What the exercise asks -> In the listing below, find the line containing "Target: white desk". Write out that line and every line after it to the end, exactly and only those.

Rows ->
^^^^

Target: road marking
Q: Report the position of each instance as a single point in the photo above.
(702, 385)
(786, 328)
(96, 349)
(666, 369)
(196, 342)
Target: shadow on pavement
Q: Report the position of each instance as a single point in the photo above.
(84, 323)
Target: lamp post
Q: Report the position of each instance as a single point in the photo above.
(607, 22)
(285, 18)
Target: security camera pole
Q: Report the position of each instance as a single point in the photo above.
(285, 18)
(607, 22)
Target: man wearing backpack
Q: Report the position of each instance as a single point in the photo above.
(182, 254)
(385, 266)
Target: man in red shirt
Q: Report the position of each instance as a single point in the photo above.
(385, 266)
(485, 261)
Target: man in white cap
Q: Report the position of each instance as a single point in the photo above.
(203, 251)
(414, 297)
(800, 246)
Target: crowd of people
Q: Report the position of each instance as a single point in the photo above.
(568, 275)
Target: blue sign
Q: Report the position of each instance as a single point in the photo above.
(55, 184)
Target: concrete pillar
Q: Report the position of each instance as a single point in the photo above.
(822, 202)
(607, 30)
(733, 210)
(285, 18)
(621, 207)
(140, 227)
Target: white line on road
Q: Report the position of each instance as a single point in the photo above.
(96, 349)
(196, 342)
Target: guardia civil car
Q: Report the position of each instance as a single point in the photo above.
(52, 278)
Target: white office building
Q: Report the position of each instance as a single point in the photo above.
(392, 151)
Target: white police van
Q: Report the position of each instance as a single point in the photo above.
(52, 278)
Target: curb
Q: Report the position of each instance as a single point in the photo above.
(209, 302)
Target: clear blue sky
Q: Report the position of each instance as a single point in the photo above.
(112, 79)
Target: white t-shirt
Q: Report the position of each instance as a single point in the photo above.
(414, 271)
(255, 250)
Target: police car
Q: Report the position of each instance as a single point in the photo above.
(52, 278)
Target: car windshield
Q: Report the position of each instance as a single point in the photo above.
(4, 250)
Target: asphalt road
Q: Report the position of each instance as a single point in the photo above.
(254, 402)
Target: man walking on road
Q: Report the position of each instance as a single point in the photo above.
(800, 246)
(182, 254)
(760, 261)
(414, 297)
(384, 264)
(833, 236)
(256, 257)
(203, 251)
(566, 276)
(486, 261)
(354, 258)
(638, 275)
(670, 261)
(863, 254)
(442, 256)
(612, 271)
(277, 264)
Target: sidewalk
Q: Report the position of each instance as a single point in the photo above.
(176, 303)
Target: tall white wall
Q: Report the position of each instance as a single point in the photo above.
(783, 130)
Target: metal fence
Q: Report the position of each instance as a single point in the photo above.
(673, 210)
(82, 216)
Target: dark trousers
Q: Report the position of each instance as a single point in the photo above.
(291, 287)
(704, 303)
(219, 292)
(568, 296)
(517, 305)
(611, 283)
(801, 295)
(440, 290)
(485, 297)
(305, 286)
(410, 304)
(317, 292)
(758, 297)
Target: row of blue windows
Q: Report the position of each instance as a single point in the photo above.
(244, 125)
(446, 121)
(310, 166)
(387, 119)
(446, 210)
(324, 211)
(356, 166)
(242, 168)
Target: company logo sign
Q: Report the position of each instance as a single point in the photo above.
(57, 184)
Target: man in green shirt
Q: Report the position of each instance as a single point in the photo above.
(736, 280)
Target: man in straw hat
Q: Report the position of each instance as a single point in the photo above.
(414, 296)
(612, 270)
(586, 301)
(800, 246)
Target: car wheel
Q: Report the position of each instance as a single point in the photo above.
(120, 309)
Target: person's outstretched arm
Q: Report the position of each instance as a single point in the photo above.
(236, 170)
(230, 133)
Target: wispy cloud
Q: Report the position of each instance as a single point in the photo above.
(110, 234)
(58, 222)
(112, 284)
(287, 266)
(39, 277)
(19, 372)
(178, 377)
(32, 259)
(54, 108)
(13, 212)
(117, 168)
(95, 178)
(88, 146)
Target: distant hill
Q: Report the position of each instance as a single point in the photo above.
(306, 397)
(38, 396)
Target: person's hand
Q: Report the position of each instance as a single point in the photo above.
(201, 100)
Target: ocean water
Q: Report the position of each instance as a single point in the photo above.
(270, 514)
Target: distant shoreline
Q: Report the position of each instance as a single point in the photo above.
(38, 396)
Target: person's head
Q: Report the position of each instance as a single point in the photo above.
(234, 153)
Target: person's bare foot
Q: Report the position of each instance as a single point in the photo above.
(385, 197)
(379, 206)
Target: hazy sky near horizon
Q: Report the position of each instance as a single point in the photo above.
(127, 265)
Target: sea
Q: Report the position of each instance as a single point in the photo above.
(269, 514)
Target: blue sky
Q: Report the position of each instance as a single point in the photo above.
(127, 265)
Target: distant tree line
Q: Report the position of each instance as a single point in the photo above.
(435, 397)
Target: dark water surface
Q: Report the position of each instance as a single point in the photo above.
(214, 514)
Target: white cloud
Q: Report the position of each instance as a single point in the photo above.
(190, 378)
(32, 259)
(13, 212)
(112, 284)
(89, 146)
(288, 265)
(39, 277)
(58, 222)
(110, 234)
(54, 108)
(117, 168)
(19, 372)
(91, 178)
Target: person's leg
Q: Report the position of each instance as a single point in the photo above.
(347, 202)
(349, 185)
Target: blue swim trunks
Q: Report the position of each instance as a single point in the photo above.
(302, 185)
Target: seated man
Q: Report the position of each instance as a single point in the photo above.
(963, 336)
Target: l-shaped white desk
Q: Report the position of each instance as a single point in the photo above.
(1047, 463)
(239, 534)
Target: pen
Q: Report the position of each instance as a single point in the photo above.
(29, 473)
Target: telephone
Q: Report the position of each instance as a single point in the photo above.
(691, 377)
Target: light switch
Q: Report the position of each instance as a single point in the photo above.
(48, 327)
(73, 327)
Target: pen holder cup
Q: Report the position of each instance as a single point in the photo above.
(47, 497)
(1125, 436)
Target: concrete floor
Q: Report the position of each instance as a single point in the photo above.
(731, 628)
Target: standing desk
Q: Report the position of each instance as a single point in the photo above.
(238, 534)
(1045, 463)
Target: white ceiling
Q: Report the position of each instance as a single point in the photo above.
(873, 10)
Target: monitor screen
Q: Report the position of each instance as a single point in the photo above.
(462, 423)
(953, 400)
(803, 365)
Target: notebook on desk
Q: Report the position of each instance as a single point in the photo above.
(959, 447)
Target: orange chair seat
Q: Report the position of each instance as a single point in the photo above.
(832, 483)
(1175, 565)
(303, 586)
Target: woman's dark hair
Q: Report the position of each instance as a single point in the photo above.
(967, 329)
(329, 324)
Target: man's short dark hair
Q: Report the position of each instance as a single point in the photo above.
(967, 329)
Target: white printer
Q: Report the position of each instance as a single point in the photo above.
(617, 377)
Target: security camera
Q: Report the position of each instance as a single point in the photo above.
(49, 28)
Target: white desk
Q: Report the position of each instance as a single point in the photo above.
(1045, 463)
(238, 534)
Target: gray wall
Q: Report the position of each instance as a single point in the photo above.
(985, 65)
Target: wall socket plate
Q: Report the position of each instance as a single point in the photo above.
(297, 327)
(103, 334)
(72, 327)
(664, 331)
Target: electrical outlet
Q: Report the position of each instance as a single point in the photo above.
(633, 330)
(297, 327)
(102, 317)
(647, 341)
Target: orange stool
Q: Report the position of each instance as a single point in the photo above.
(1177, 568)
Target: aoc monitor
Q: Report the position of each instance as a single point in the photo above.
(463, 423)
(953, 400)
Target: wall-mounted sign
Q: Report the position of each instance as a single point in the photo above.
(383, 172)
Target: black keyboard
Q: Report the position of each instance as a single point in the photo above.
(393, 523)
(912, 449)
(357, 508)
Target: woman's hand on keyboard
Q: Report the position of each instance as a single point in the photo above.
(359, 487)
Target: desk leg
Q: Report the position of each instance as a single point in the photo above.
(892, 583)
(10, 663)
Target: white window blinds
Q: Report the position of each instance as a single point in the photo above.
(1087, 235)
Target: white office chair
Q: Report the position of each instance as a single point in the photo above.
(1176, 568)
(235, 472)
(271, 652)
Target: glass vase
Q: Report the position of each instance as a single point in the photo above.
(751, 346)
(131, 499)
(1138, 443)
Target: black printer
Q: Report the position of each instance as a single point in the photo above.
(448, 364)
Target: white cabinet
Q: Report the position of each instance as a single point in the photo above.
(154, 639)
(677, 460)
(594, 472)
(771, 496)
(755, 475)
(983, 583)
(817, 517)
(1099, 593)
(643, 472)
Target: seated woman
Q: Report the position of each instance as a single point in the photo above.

^^^^

Answer to this problem ->
Target: white desk
Q: Report the position of each instance as a single point in the photo above.
(1045, 463)
(238, 534)
Target: gray wall
Q: Report the position of each instance as a single point in the photo above.
(985, 65)
Target: wall socket plate
Q: Report the position of each instance as a single point in the photo above.
(297, 327)
(103, 334)
(72, 327)
(664, 331)
Target: electrical outlet
Q: Report the position of each instance as a single point in the photo above.
(633, 330)
(297, 327)
(102, 317)
(647, 341)
Target: orange stool
Q: Report the position of each instance as a single point in the photo above.
(1177, 568)
Target: aoc monitor
Q: Report the position of each instance as a single point in the photo above.
(463, 423)
(953, 400)
Target: wall-mounted sign
Q: Report the position of each instance as a single point in the photo above.
(383, 172)
Target: black keyboard
Q: Report the position of each instance as a single point in the photo above.
(393, 523)
(912, 449)
(357, 508)
Target: woman's hand on keyboard
Q: Report the position of each instance as a single point in the photo above.
(359, 487)
Target: desk leg
Q: Report the position of each instance as a single point in the photo above.
(892, 583)
(10, 663)
Target: white window blinds
Q: Report the position of each instance as a single point in the photo above.
(1087, 235)
Target: white office chair
Q: Report the position of each instance as a single point in the photo above.
(1176, 568)
(235, 472)
(271, 652)
Target: glass vase
Q: Report the position of each instance as a single point in the photo above.
(751, 346)
(131, 499)
(1138, 443)
Target: black printer
Q: Report the position of each instance as a single point in the photo above.
(448, 364)
Target: white cabinet
Q: Report the position of each instance as a single point in the photo above.
(154, 639)
(677, 460)
(594, 472)
(771, 496)
(755, 475)
(983, 583)
(817, 517)
(1099, 593)
(643, 472)
Target: seated woman
Q: Report the position of each instance as a single point in the photo above.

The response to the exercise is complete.